▸ DESCRIPTION OF THE TASK
Across the whole listing, state how many lines include "gray". Add nothing to that number.

▸ RECORDS TO PROCESS
===============

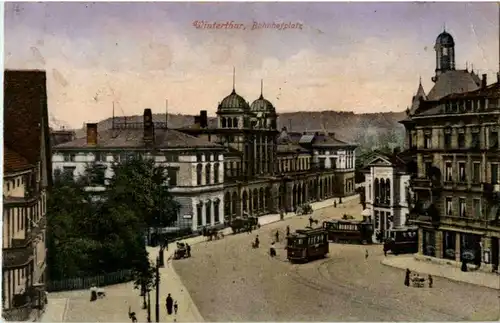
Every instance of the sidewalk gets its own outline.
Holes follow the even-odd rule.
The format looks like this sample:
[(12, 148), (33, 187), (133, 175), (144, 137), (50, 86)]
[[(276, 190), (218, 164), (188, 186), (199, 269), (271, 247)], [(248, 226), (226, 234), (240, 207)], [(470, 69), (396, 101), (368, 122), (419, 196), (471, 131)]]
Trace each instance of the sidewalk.
[(463, 272), (460, 268), (449, 265), (439, 265), (430, 262), (418, 261), (414, 255), (388, 256), (382, 264), (400, 269), (410, 269), (426, 275), (443, 277), (454, 281), (484, 286), (500, 290), (500, 275), (481, 271)]

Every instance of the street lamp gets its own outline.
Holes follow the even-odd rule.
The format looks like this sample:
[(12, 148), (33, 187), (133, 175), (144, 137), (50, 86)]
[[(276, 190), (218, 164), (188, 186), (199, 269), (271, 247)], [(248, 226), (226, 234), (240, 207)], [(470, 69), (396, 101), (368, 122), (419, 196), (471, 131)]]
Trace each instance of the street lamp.
[(160, 322), (160, 257), (156, 258), (156, 306), (155, 306), (155, 316), (156, 322)]
[(151, 323), (151, 297), (150, 291), (148, 290), (148, 323)]

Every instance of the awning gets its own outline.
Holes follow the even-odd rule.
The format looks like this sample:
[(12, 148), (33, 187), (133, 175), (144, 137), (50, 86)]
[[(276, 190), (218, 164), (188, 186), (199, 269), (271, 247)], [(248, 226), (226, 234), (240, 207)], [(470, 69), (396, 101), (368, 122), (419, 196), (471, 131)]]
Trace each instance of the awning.
[(500, 209), (500, 205), (493, 205), (491, 207), (490, 213), (488, 214), (488, 220), (496, 221), (500, 215), (498, 212), (499, 209)]
[(371, 215), (370, 209), (364, 209), (363, 212), (361, 212), (361, 215), (362, 216), (370, 216)]

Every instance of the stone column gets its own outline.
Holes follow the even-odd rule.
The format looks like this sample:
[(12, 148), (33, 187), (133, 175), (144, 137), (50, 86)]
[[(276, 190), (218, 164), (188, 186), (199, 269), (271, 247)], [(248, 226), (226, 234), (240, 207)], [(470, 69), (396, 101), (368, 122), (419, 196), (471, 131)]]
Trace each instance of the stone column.
[(436, 258), (443, 258), (443, 231), (436, 230)]
[(423, 255), (424, 254), (424, 230), (419, 228), (418, 229), (418, 254)]

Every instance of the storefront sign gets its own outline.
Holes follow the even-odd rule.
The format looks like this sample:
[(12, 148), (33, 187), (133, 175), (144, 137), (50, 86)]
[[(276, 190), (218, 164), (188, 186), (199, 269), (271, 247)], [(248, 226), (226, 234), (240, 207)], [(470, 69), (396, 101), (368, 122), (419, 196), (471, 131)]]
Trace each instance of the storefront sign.
[(444, 254), (447, 256), (447, 257), (453, 257), (455, 258), (455, 249), (446, 249), (444, 251)]
[(475, 258), (475, 252), (472, 249), (465, 249), (462, 251), (462, 258), (464, 260), (473, 260)]
[(183, 219), (192, 219), (193, 218), (193, 215), (192, 214), (184, 214), (182, 216)]
[(435, 256), (436, 255), (436, 248), (434, 246), (425, 247), (425, 251), (426, 251), (427, 256)]

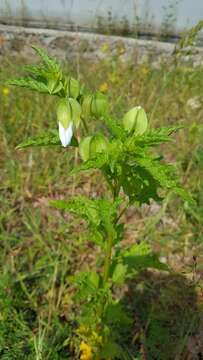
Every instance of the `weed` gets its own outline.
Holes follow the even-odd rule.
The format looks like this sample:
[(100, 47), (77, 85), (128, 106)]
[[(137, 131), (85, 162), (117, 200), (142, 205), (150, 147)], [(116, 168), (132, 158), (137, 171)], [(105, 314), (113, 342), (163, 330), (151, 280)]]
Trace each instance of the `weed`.
[[(3, 79), (11, 74), (15, 77), (19, 71), (18, 64), (14, 64), (12, 59), (3, 59), (1, 66)], [(137, 103), (147, 110), (150, 123), (156, 127), (184, 125), (185, 130), (175, 134), (175, 146), (173, 142), (165, 143), (158, 153), (164, 149), (170, 162), (177, 158), (182, 182), (193, 193), (198, 207), (187, 203), (182, 206), (173, 194), (170, 194), (170, 202), (166, 198), (163, 205), (160, 203), (157, 207), (153, 202), (149, 207), (143, 205), (136, 210), (131, 207), (120, 218), (127, 224), (122, 247), (144, 239), (164, 262), (167, 260), (174, 270), (188, 276), (192, 273), (197, 285), (201, 285), (198, 280), (202, 271), (201, 67), (194, 69), (190, 64), (179, 66), (178, 63), (176, 68), (170, 69), (163, 63), (159, 69), (153, 69), (148, 61), (140, 65), (124, 63), (116, 54), (106, 57), (100, 64), (88, 63), (81, 58), (79, 68), (81, 81), (91, 89), (99, 88), (105, 79), (115, 118)], [(76, 73), (73, 63), (68, 65), (67, 73)], [(53, 128), (52, 134), (58, 136), (55, 132), (55, 98), (29, 92), (25, 96), (18, 90), (9, 90), (10, 94), (2, 94), (0, 99), (0, 161), (3, 169), (0, 195), (1, 316), (3, 314), (4, 319), (5, 316), (8, 319), (1, 322), (1, 356), (11, 359), (14, 356), (19, 359), (40, 356), (43, 359), (73, 359), (77, 358), (73, 351), (79, 349), (81, 335), (77, 333), (80, 328), (74, 315), (78, 307), (73, 300), (72, 276), (81, 268), (89, 271), (95, 266), (96, 258), (101, 268), (102, 259), (97, 245), (84, 241), (89, 239), (89, 235), (83, 221), (67, 213), (61, 216), (57, 210), (50, 209), (48, 202), (50, 198), (64, 199), (75, 194), (89, 196), (91, 193), (93, 198), (97, 198), (110, 193), (97, 172), (77, 177), (69, 175), (73, 164), (77, 165), (79, 161), (75, 150), (62, 150), (60, 145), (49, 147), (49, 151), (41, 146), (27, 151), (15, 150), (19, 139), (36, 138), (50, 130), (52, 133)], [(200, 105), (194, 107), (193, 103)], [(103, 131), (103, 124), (93, 122), (88, 123), (90, 132), (94, 131), (95, 125), (97, 131)], [(84, 131), (80, 129), (81, 136), (84, 136)], [(195, 268), (193, 255), (196, 256)], [(193, 324), (186, 315), (193, 309), (191, 304), (194, 305), (194, 314), (197, 313), (195, 302), (199, 299), (187, 297), (189, 290), (185, 286), (182, 294), (186, 311), (182, 314), (183, 299), (177, 291), (183, 280), (177, 282), (177, 291), (174, 284), (167, 294), (164, 284), (171, 284), (170, 275), (161, 281), (156, 276), (153, 281), (149, 275), (143, 282), (139, 277), (136, 281), (135, 295), (132, 286), (128, 296), (123, 296), (120, 285), (116, 290), (129, 313), (136, 310), (135, 322), (128, 332), (125, 331), (127, 338), (122, 334), (125, 355), (132, 359), (139, 351), (144, 354), (146, 350), (151, 358), (166, 359), (162, 344), (167, 344), (167, 356), (174, 359), (186, 348), (187, 339), (193, 332)], [(161, 306), (159, 297), (154, 297), (159, 292), (163, 299), (167, 298)], [(134, 305), (131, 302), (133, 297), (137, 299)], [(171, 298), (174, 302), (169, 308)], [(180, 313), (182, 320), (176, 322)], [(198, 321), (194, 323), (195, 329)]]

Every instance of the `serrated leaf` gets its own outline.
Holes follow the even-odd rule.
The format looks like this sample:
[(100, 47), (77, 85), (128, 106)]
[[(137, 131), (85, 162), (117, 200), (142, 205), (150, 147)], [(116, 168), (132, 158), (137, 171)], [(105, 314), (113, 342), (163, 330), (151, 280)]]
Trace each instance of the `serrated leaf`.
[(87, 301), (87, 298), (97, 296), (100, 277), (95, 271), (80, 272), (73, 277), (73, 282), (78, 287), (76, 299)]
[(123, 164), (123, 181), (121, 183), (130, 203), (149, 204), (150, 199), (160, 201), (159, 183), (141, 166)]
[(105, 116), (103, 120), (113, 136), (121, 140), (125, 139), (126, 132), (124, 128), (115, 119), (109, 116)]
[(7, 81), (8, 85), (20, 86), (30, 90), (38, 91), (44, 94), (49, 94), (47, 85), (39, 80), (33, 79), (32, 77), (22, 77), (18, 79), (11, 79)]
[(124, 360), (124, 352), (122, 347), (112, 340), (103, 345), (100, 356), (102, 359)]
[(117, 236), (115, 218), (120, 203), (120, 198), (115, 199), (113, 203), (107, 199), (97, 200), (98, 212), (101, 218), (102, 226), (107, 234), (111, 234), (112, 240), (114, 240)]
[(114, 268), (112, 281), (115, 284), (123, 284), (125, 281), (126, 273), (127, 273), (128, 266), (123, 265), (122, 263), (117, 264)]
[(98, 289), (99, 287), (99, 281), (100, 281), (100, 277), (99, 275), (96, 273), (96, 271), (90, 271), (88, 273), (88, 280), (89, 282), (96, 288)]
[(149, 156), (137, 157), (136, 163), (146, 169), (161, 187), (172, 189), (177, 186), (177, 176), (172, 165), (161, 164), (156, 158)]
[(128, 144), (134, 149), (134, 146), (148, 147), (156, 146), (163, 142), (173, 141), (170, 135), (182, 129), (182, 126), (163, 127), (159, 129), (151, 129), (142, 136), (134, 136), (128, 139)]
[(146, 243), (132, 246), (129, 250), (121, 252), (123, 264), (128, 267), (127, 274), (133, 271), (141, 271), (147, 268), (168, 271), (168, 266), (158, 259), (152, 252), (151, 247)]
[(101, 169), (108, 162), (108, 154), (98, 153), (93, 159), (89, 159), (84, 163), (76, 166), (71, 174), (76, 174), (80, 171), (90, 170), (90, 169)]
[(96, 226), (89, 226), (90, 230), (88, 233), (88, 240), (90, 240), (91, 242), (93, 242), (94, 244), (103, 247), (104, 245), (104, 238), (101, 234), (101, 232), (99, 232), (98, 228)]
[(41, 57), (41, 60), (44, 64), (44, 66), (47, 68), (47, 70), (54, 72), (54, 73), (61, 72), (61, 66), (58, 63), (58, 61), (56, 59), (54, 59), (53, 57), (50, 57), (45, 49), (42, 49), (35, 45), (33, 45), (32, 48)]
[(173, 189), (173, 191), (177, 195), (179, 195), (184, 201), (188, 202), (190, 205), (192, 205), (192, 206), (196, 205), (195, 200), (184, 188), (177, 186)]
[(80, 196), (69, 201), (52, 200), (50, 201), (50, 205), (56, 209), (79, 215), (95, 226), (98, 226), (101, 222), (96, 200)]
[[(30, 146), (53, 146), (53, 145), (61, 145), (61, 141), (58, 136), (58, 132), (48, 132), (39, 136), (29, 137), (21, 144), (19, 144), (16, 149), (23, 149)], [(77, 139), (73, 137), (71, 139), (71, 143), (69, 146), (78, 146)]]

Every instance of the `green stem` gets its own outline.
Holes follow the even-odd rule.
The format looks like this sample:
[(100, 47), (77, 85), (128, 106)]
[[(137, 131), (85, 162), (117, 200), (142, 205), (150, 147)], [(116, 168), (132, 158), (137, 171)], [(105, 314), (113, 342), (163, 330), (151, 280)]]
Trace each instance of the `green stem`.
[(85, 119), (84, 119), (83, 117), (81, 117), (81, 120), (82, 120), (84, 129), (85, 129), (85, 132), (86, 132), (86, 134), (88, 134), (88, 126), (87, 126), (87, 123), (86, 123), (86, 121), (85, 121)]
[(112, 255), (112, 235), (109, 234), (107, 239), (107, 246), (106, 246), (106, 254), (105, 254), (105, 261), (104, 261), (104, 275), (103, 275), (103, 284), (105, 285), (109, 279), (109, 272), (111, 266), (111, 255)]
[[(116, 197), (118, 196), (119, 191), (120, 191), (120, 187), (118, 187), (118, 184), (115, 184), (114, 186), (112, 186), (113, 202), (115, 201)], [(105, 251), (103, 285), (105, 285), (109, 279), (112, 248), (113, 248), (113, 236), (109, 232), (108, 237), (107, 237), (106, 251)]]

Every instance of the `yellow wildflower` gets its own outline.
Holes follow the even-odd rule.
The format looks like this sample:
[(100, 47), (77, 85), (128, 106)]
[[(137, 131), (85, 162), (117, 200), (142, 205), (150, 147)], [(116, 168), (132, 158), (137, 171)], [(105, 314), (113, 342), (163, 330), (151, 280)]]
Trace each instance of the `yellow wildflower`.
[(98, 335), (95, 331), (92, 332), (92, 340), (97, 344), (102, 344), (102, 336)]
[(88, 344), (86, 344), (84, 341), (80, 344), (80, 360), (92, 360), (93, 354), (92, 354), (92, 348)]
[(103, 84), (100, 85), (99, 91), (105, 93), (105, 92), (108, 91), (108, 88), (109, 88), (109, 87), (108, 87), (108, 84), (107, 84), (106, 82), (104, 82)]
[(10, 94), (10, 90), (9, 90), (7, 87), (4, 87), (4, 88), (2, 89), (2, 94), (3, 94), (4, 96), (8, 96), (8, 95)]
[(146, 65), (146, 66), (143, 66), (142, 67), (142, 74), (144, 75), (144, 76), (147, 76), (147, 75), (149, 75), (149, 73), (150, 73), (150, 69), (149, 69), (149, 67)]
[(76, 332), (78, 334), (87, 334), (89, 332), (89, 328), (87, 326), (80, 325)]
[(104, 43), (102, 46), (101, 46), (101, 51), (105, 54), (109, 51), (109, 44), (107, 43)]

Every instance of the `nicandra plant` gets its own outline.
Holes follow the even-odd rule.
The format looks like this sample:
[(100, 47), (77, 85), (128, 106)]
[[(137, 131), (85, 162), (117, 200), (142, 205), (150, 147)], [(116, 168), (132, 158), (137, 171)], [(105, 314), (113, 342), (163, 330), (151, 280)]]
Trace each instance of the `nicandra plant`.
[[(115, 289), (143, 269), (167, 270), (167, 266), (144, 242), (122, 246), (122, 215), (129, 206), (160, 202), (168, 191), (192, 202), (175, 168), (164, 163), (154, 150), (170, 141), (170, 135), (180, 127), (150, 128), (141, 106), (115, 119), (104, 94), (88, 91), (78, 80), (65, 76), (60, 64), (45, 50), (36, 46), (33, 49), (41, 64), (26, 66), (28, 76), (8, 83), (54, 96), (58, 131), (52, 129), (28, 138), (17, 148), (49, 145), (71, 151), (77, 147), (81, 161), (72, 174), (96, 169), (109, 188), (100, 198), (77, 196), (50, 202), (57, 209), (85, 219), (88, 241), (100, 249), (95, 268), (77, 272), (71, 278), (78, 302), (75, 358), (128, 359), (124, 344), (132, 320)], [(103, 123), (99, 126), (103, 131), (97, 131), (98, 122)]]

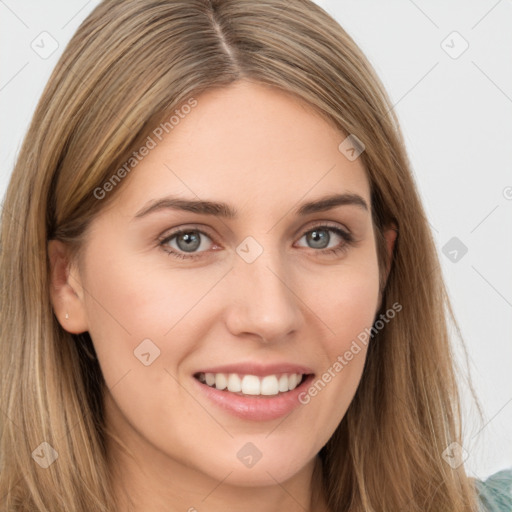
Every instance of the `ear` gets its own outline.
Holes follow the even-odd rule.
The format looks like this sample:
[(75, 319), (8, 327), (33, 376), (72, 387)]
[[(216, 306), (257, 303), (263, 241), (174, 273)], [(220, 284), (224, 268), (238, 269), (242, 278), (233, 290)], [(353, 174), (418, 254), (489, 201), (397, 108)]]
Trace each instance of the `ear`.
[(50, 299), (60, 325), (80, 334), (88, 330), (84, 293), (78, 268), (70, 258), (69, 247), (59, 240), (48, 242), (50, 260)]
[(396, 224), (391, 224), (384, 230), (384, 238), (386, 239), (386, 250), (388, 253), (388, 265), (386, 267), (386, 281), (388, 280), (389, 271), (391, 270), (391, 263), (393, 262), (393, 250), (395, 248), (395, 241), (398, 235)]

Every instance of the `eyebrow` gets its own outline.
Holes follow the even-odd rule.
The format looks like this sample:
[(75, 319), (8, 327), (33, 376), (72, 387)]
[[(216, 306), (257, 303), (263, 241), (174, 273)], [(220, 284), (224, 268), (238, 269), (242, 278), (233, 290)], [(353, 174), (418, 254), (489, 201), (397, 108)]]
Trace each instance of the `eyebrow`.
[[(369, 211), (368, 204), (360, 195), (347, 193), (331, 194), (315, 201), (304, 203), (295, 209), (295, 215), (304, 216), (311, 213), (325, 212), (338, 206), (346, 205), (358, 206), (365, 211)], [(214, 215), (226, 219), (234, 219), (238, 215), (237, 210), (226, 203), (169, 196), (150, 201), (137, 212), (134, 218), (139, 219), (161, 210), (182, 210), (202, 215)]]

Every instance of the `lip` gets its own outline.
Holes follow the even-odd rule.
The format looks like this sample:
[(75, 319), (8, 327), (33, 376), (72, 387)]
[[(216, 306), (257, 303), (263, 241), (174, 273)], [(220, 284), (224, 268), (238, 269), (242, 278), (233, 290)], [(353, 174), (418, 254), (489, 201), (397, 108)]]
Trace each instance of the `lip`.
[[(280, 368), (282, 367), (283, 366), (280, 366)], [(205, 373), (243, 373), (246, 375), (258, 376), (269, 375), (268, 366), (265, 367), (266, 370), (264, 373), (250, 373), (245, 369), (241, 371), (241, 366), (239, 365), (224, 366), (222, 368), (231, 369), (233, 371), (220, 371), (217, 368), (212, 368), (210, 369), (210, 371), (205, 371)], [(272, 372), (274, 372), (275, 374), (308, 373), (305, 371), (295, 371), (298, 368), (297, 366), (292, 366), (292, 368), (293, 370), (289, 372), (283, 370), (281, 370), (280, 372), (272, 370), (270, 374), (272, 374)], [(260, 372), (261, 371), (263, 370), (260, 368)], [(278, 395), (272, 396), (242, 396), (235, 393), (231, 393), (230, 391), (212, 388), (207, 384), (203, 384), (195, 377), (192, 377), (192, 380), (198, 387), (199, 392), (203, 393), (216, 407), (224, 411), (227, 411), (233, 416), (249, 421), (270, 421), (286, 416), (300, 405), (303, 405), (299, 401), (299, 395), (303, 391), (306, 391), (308, 389), (314, 377), (315, 375), (312, 372), (309, 372), (309, 374), (305, 376), (300, 385), (297, 386), (292, 391), (287, 391), (286, 393), (279, 393)]]

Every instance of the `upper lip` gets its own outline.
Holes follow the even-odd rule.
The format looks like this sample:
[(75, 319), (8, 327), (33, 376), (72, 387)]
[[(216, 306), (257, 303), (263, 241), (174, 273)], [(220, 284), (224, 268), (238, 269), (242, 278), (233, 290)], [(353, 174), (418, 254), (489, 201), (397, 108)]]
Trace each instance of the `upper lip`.
[(203, 368), (195, 374), (198, 373), (238, 373), (240, 375), (256, 375), (258, 377), (264, 377), (265, 375), (281, 375), (284, 373), (311, 374), (314, 372), (307, 366), (294, 363), (261, 364), (246, 362), (211, 366)]

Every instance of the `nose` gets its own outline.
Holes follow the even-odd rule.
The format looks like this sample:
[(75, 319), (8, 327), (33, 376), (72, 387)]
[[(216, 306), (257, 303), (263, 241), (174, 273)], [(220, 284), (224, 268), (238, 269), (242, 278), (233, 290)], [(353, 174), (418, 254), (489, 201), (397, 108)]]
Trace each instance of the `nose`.
[(227, 286), (225, 318), (234, 336), (277, 342), (303, 324), (303, 302), (294, 290), (293, 273), (277, 251), (264, 249), (251, 263), (235, 255)]

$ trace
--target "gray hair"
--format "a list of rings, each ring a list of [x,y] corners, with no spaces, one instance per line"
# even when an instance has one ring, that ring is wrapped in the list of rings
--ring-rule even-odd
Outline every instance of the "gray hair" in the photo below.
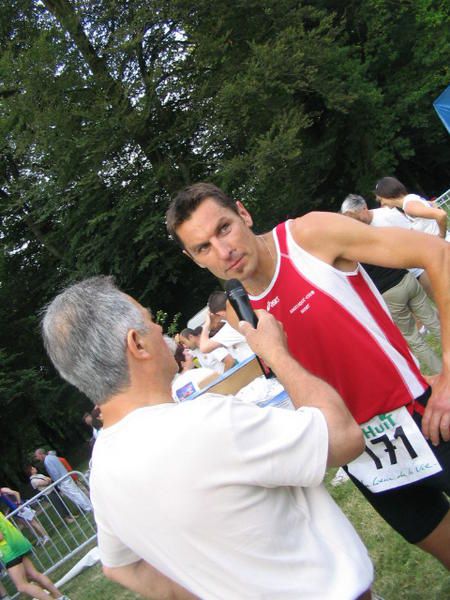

===============

▸ OUTPUT OF THE TASK
2